• TASK BRIEF
List every item, with its quantity, that the recipe post gives under "Pineapple Chicken Tenders" before the numbered steps.
+++ PASSAGE SHOWN
Calling All Kid tested recipes...
My new challenge these days is cooking for a family: Grandparents (low fat - no garlic!), Husband and Wife (healthy low cal, interesting, yet no garlic) and their three small children, ages 3, 7 & 10 (very picky eaters, they freak out at the sight of tomatoes but I could go on forever).
The main concern is what will the kids like... any idea I come up with gets shot down for this reason.
So what are the best kid tested recipes that adults can enjoy as well?
This is the kid rave all summer long-I hope you like it!
Pineapple Chicken Tenders
1 cup pineapple juice
1/4 cup packed brown sugar
2 tablespoons light soy sauce
2 pounds chicken breast tenderloins or strips
1 pkg. wooden skewers, soaked overnight in water
1. In a small saucepan over medium heat, mix pineapple juice, brown sugar, and soy sauce. Remove from heat just before the mixture comes to a boil.
2. Place chicken tenders in a medium bowl. Cover with the pineapple marinade, and refrigerate for at least 30 minutes.
++++++
+++ SUPPLIED RECORDS
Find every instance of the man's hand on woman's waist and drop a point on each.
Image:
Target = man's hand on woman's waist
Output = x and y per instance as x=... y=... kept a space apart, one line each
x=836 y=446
++++++
+++ SUPPLIED RECORDS
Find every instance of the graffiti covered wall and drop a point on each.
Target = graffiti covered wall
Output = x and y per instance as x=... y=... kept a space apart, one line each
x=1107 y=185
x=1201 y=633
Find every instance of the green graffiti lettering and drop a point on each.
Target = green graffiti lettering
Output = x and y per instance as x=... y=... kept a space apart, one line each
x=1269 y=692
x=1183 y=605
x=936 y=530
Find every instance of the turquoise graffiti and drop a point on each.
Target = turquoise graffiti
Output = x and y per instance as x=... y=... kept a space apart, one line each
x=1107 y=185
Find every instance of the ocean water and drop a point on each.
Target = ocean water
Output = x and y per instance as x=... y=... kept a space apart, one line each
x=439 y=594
++++++
+++ SUPPLIED RECORDS
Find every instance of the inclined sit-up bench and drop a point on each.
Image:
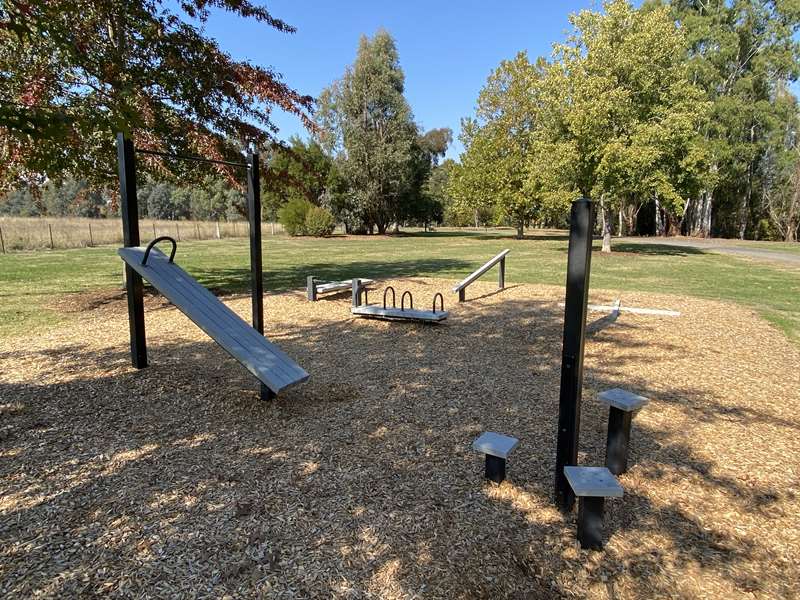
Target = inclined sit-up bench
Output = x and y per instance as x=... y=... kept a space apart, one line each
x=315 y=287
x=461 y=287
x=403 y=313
++++++
• RESULT OF THE EXERCISE
- 1 cup pineapple juice
- 1/4 cup packed brown sugar
- 2 tablespoons light soy sauce
- 2 pounds chicken breast tenderloins or strips
- 1 pkg. wooden skewers, soaked overnight in water